DATA FOR THIS EXERCISE below:
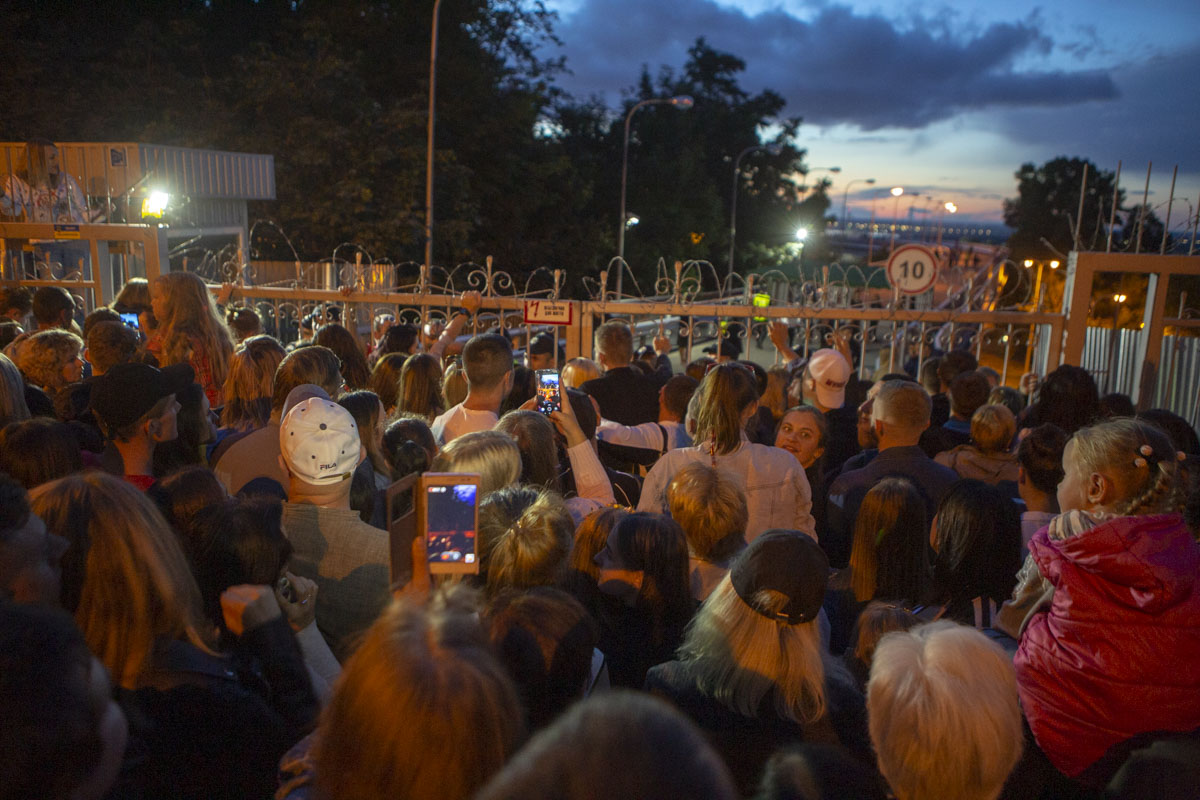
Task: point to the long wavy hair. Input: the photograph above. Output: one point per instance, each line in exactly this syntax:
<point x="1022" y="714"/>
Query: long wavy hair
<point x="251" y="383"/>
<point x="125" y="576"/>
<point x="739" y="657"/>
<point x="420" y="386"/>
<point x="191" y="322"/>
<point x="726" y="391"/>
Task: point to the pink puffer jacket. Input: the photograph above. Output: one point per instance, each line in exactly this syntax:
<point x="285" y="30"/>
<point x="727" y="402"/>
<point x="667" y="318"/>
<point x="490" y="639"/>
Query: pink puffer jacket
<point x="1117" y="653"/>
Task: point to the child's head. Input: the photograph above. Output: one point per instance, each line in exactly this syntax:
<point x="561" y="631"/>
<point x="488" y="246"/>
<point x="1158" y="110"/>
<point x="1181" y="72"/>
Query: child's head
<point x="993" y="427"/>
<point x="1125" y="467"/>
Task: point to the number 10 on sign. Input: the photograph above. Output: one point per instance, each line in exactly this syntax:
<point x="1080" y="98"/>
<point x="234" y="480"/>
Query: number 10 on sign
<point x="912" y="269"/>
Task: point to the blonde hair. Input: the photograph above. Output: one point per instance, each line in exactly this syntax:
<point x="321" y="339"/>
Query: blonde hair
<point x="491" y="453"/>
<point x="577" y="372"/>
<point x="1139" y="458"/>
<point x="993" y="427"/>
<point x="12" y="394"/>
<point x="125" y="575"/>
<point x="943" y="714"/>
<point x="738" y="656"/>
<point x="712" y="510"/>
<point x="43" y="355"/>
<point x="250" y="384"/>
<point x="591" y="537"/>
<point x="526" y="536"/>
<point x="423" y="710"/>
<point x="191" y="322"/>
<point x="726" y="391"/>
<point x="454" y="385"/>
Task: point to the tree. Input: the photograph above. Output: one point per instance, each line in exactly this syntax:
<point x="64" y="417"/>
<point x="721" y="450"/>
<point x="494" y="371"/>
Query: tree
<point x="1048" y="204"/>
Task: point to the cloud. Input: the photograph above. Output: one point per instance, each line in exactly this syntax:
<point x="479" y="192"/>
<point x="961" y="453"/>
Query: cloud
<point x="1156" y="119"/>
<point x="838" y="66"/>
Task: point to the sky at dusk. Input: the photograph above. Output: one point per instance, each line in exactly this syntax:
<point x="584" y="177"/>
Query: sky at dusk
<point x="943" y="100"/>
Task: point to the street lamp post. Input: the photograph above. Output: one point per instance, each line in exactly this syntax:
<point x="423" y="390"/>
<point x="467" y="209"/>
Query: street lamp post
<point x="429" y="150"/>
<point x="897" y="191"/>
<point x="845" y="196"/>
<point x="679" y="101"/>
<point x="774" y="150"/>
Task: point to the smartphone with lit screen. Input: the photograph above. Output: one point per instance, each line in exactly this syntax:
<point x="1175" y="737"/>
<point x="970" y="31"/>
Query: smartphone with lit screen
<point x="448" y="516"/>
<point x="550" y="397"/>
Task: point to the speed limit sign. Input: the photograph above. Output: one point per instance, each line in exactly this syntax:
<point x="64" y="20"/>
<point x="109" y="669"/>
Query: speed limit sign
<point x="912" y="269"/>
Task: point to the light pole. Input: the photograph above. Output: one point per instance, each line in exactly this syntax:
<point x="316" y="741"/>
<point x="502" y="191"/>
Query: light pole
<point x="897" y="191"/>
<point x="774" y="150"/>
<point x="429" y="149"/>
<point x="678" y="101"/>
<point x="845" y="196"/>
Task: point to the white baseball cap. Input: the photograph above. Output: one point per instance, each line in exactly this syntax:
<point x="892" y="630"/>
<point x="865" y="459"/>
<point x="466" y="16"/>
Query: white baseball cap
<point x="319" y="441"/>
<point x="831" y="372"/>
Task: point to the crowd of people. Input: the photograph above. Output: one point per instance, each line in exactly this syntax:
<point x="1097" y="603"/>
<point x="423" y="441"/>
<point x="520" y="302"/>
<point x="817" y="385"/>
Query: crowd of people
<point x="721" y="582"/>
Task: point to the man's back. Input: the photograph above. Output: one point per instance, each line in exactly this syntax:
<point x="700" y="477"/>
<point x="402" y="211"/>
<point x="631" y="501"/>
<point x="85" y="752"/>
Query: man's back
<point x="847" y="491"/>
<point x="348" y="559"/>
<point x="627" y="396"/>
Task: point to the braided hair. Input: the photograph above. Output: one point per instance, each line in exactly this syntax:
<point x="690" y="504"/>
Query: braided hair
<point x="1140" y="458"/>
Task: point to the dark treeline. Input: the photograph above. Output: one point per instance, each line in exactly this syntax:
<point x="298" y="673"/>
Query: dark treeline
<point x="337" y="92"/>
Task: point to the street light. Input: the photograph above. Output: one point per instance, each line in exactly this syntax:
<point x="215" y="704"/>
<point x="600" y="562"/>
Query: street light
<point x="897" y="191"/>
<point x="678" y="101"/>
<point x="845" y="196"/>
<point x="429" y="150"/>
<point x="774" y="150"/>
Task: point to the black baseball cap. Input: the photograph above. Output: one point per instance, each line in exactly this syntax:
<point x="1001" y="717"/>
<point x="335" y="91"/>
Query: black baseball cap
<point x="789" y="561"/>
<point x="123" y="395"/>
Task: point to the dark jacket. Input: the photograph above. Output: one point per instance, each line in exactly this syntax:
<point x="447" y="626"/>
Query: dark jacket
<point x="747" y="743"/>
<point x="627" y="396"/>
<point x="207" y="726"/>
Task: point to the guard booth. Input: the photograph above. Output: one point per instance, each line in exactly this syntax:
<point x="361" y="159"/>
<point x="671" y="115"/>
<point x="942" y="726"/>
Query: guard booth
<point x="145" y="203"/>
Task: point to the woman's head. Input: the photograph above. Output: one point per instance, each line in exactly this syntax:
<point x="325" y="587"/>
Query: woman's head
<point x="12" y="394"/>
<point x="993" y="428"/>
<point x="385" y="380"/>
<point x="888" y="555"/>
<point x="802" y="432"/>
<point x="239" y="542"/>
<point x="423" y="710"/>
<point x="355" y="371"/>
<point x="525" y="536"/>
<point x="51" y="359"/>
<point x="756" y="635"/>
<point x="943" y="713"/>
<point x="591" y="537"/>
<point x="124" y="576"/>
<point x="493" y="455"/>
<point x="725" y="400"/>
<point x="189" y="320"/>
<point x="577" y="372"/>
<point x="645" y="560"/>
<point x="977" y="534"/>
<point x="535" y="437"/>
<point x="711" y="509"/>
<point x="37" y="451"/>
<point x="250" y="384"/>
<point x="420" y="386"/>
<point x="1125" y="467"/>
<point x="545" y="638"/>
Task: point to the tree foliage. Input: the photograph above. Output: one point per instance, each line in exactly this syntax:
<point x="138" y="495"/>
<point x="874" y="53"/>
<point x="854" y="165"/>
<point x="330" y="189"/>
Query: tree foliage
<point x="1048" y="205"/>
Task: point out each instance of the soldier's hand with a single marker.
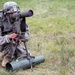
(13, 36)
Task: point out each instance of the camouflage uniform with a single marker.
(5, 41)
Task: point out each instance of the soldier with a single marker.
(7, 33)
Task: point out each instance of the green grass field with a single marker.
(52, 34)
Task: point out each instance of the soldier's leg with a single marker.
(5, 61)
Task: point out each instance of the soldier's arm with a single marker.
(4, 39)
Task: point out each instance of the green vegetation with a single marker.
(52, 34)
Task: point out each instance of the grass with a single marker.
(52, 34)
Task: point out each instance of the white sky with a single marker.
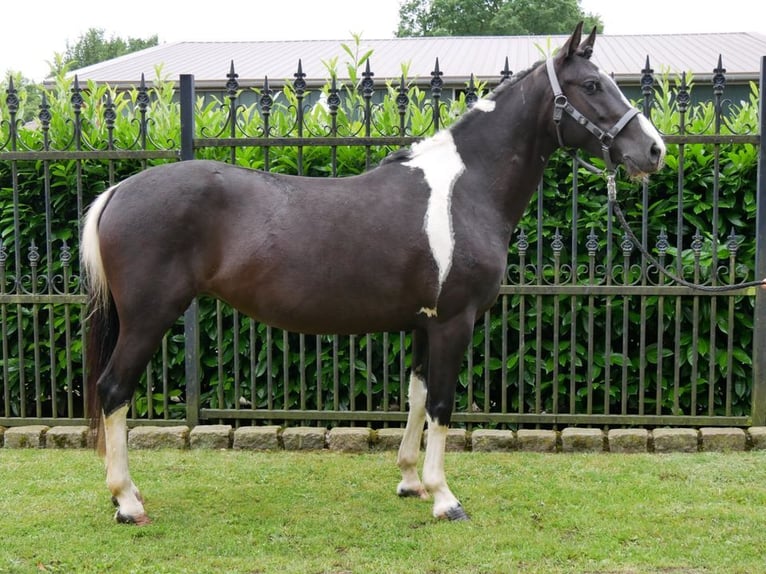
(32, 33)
End of DATA FOR THIS EXERCISE.
WHAT YOU ARE ASKED TO DO:
Each entry should appear again exactly as written, pictures excluded.

RESULT OF THIS EXERCISE:
Task: point to the long wavy hair. Input: the photograph above. Output: one point per instance, each line in exactly this syntax:
<point x="1022" y="714"/>
Query: long wavy hair
<point x="251" y="383"/>
<point x="125" y="576"/>
<point x="739" y="657"/>
<point x="420" y="386"/>
<point x="191" y="322"/>
<point x="726" y="391"/>
Task: point to the pink puffer jacket. Input: the photograph above. Output: one point per instance, each line in exactly this syntax:
<point x="285" y="30"/>
<point x="727" y="402"/>
<point x="667" y="318"/>
<point x="490" y="639"/>
Query: pink puffer jacket
<point x="1117" y="653"/>
Task: point to the child's head. Input: the photograph above. Output: one point per instance, each line in exactly this syntax:
<point x="561" y="631"/>
<point x="488" y="246"/>
<point x="1158" y="110"/>
<point x="1181" y="72"/>
Query: child's head
<point x="993" y="427"/>
<point x="1125" y="467"/>
Task: point to the number 10 on sign. Input: the photograph above. Output: one point per instance, each line in exactly this syntax:
<point x="1080" y="98"/>
<point x="234" y="480"/>
Query: number 10 on sign
<point x="912" y="269"/>
Task: point to the blonde hair. Input: the photograph above. Output: one point per instance, each line in exactly this syntax:
<point x="321" y="339"/>
Query: blonde hair
<point x="491" y="453"/>
<point x="577" y="372"/>
<point x="1139" y="458"/>
<point x="993" y="427"/>
<point x="12" y="394"/>
<point x="125" y="575"/>
<point x="943" y="714"/>
<point x="738" y="656"/>
<point x="712" y="510"/>
<point x="43" y="355"/>
<point x="250" y="384"/>
<point x="591" y="537"/>
<point x="526" y="536"/>
<point x="423" y="710"/>
<point x="191" y="322"/>
<point x="726" y="391"/>
<point x="454" y="385"/>
Task: point to the tree. Input: the photograph above. Output: one point per instance, each line in exactly this syntax:
<point x="64" y="417"/>
<point x="721" y="450"/>
<point x="494" y="371"/>
Query: tree
<point x="1048" y="204"/>
Task: point to the cloud. Input: the photograph above. Output: one point per instance, each line in exactly this syntax:
<point x="479" y="192"/>
<point x="961" y="453"/>
Query: cloud
<point x="1156" y="119"/>
<point x="838" y="66"/>
Task: point to the sky at dusk. Input: the photograph above. Output: one point per instance, each line in exactly this syntax:
<point x="584" y="177"/>
Query: sky at dusk
<point x="943" y="100"/>
Task: point to the street lamp post. Input: the photograph above. Output: one point per instance, each line in exactly this syntax:
<point x="423" y="390"/>
<point x="467" y="209"/>
Query: street lamp post
<point x="429" y="150"/>
<point x="897" y="191"/>
<point x="845" y="196"/>
<point x="679" y="101"/>
<point x="774" y="150"/>
Task: point to the smartphone with lit screen. Input: the photograph above. Output: one point per instance, each line in exactly this syntax:
<point x="1175" y="737"/>
<point x="970" y="31"/>
Query: smartphone with lit screen
<point x="448" y="516"/>
<point x="550" y="397"/>
Task: point to the speed limit sign. Input: the photograph above. Output: one point per instance, each line in exactly this syntax:
<point x="64" y="20"/>
<point x="109" y="669"/>
Query: speed limit sign
<point x="912" y="269"/>
Task: point to the light pole. Input: the photograph above. Output: one point per instance, each line in exactly this syntax:
<point x="316" y="741"/>
<point x="502" y="191"/>
Query: light pole
<point x="897" y="191"/>
<point x="774" y="150"/>
<point x="429" y="149"/>
<point x="678" y="101"/>
<point x="845" y="196"/>
Task: point to the white baseball cap. Input: the photograph above. Output: one point per instance, each line in exactly this syntax:
<point x="892" y="630"/>
<point x="865" y="459"/>
<point x="466" y="16"/>
Query: white baseball cap
<point x="319" y="441"/>
<point x="831" y="372"/>
Task: point to the crowd of people. Input: the photograph above. Output: one point per instance, each line in exactly this syntax:
<point x="1097" y="603"/>
<point x="423" y="441"/>
<point x="520" y="302"/>
<point x="817" y="385"/>
Query: crowd of people
<point x="721" y="582"/>
Task: point to the man's back. Input: the photograph above. Output: one point per instance, each line in exactly this syntax:
<point x="700" y="477"/>
<point x="402" y="211"/>
<point x="631" y="501"/>
<point x="85" y="752"/>
Query: man's back
<point x="847" y="491"/>
<point x="348" y="559"/>
<point x="627" y="396"/>
Task: point to the braided hair. Input: the photograph above. Output: one point per instance, each line in exactly this syntax:
<point x="690" y="504"/>
Query: braided hair
<point x="1140" y="458"/>
Task: point to the dark treeline. Input: the photograph above. Output: one point per instance, each line in exactly this syntax:
<point x="298" y="673"/>
Query: dark treeline
<point x="337" y="92"/>
Task: point to the street light. Input: the photograph above. Output: one point per instance, each line in exactly this syntax:
<point x="215" y="704"/>
<point x="600" y="562"/>
Query: street light
<point x="897" y="191"/>
<point x="678" y="101"/>
<point x="845" y="196"/>
<point x="429" y="150"/>
<point x="774" y="150"/>
Task: point to the black baseball cap. Input: the photograph above. Output: one point per instance, each line in exactly this syntax:
<point x="1001" y="717"/>
<point x="335" y="91"/>
Query: black baseball cap
<point x="789" y="561"/>
<point x="123" y="395"/>
Task: point to the dark jacket. Input: the photograph above. Output: one point per instance, each line in exactly this syntax:
<point x="447" y="626"/>
Query: dark jacket
<point x="747" y="743"/>
<point x="627" y="396"/>
<point x="207" y="726"/>
Task: point to the guard booth. Input: the photograph above. Output: one point per instance, each line in exactly this syntax:
<point x="361" y="159"/>
<point x="671" y="115"/>
<point x="942" y="726"/>
Query: guard booth
<point x="145" y="203"/>
Task: point to the woman's head. Input: the photograph above. Output: one point per instance, each line in exactly this syntax:
<point x="325" y="587"/>
Query: woman's head
<point x="12" y="394"/>
<point x="993" y="428"/>
<point x="385" y="380"/>
<point x="888" y="555"/>
<point x="802" y="432"/>
<point x="239" y="542"/>
<point x="423" y="710"/>
<point x="355" y="371"/>
<point x="525" y="536"/>
<point x="51" y="359"/>
<point x="756" y="635"/>
<point x="943" y="713"/>
<point x="591" y="537"/>
<point x="124" y="576"/>
<point x="493" y="455"/>
<point x="725" y="400"/>
<point x="189" y="320"/>
<point x="577" y="372"/>
<point x="645" y="560"/>
<point x="977" y="534"/>
<point x="535" y="437"/>
<point x="711" y="509"/>
<point x="37" y="451"/>
<point x="250" y="384"/>
<point x="420" y="386"/>
<point x="1125" y="467"/>
<point x="545" y="638"/>
Task: point to the tree foliage. Input: the photograph above. Output: one point per instance, each line in exactly this syntax:
<point x="138" y="495"/>
<point x="874" y="53"/>
<point x="854" y="165"/>
<point x="330" y="189"/>
Query: tree foliage
<point x="1048" y="205"/>
Task: point out each instance of the soldier's hand with a single marker.
(13, 36)
Task: point out each instance of the camouflage uniform with a single marker.
(5, 41)
Task: point out each instance of the soldier with a single marker.
(7, 33)
Task: point out each instance of the green grass field with a single marker.
(52, 34)
Task: point out each instance of the soldier's leg with a single marker.
(5, 61)
Task: point out each instance of the soldier's arm with a single marker.
(4, 39)
Task: point out each instance of the green vegetation with a single marker.
(52, 34)
Task: point out each instance of the grass with a single marker.
(52, 34)
Task: point out each instance of the white sky with a single marker.
(32, 33)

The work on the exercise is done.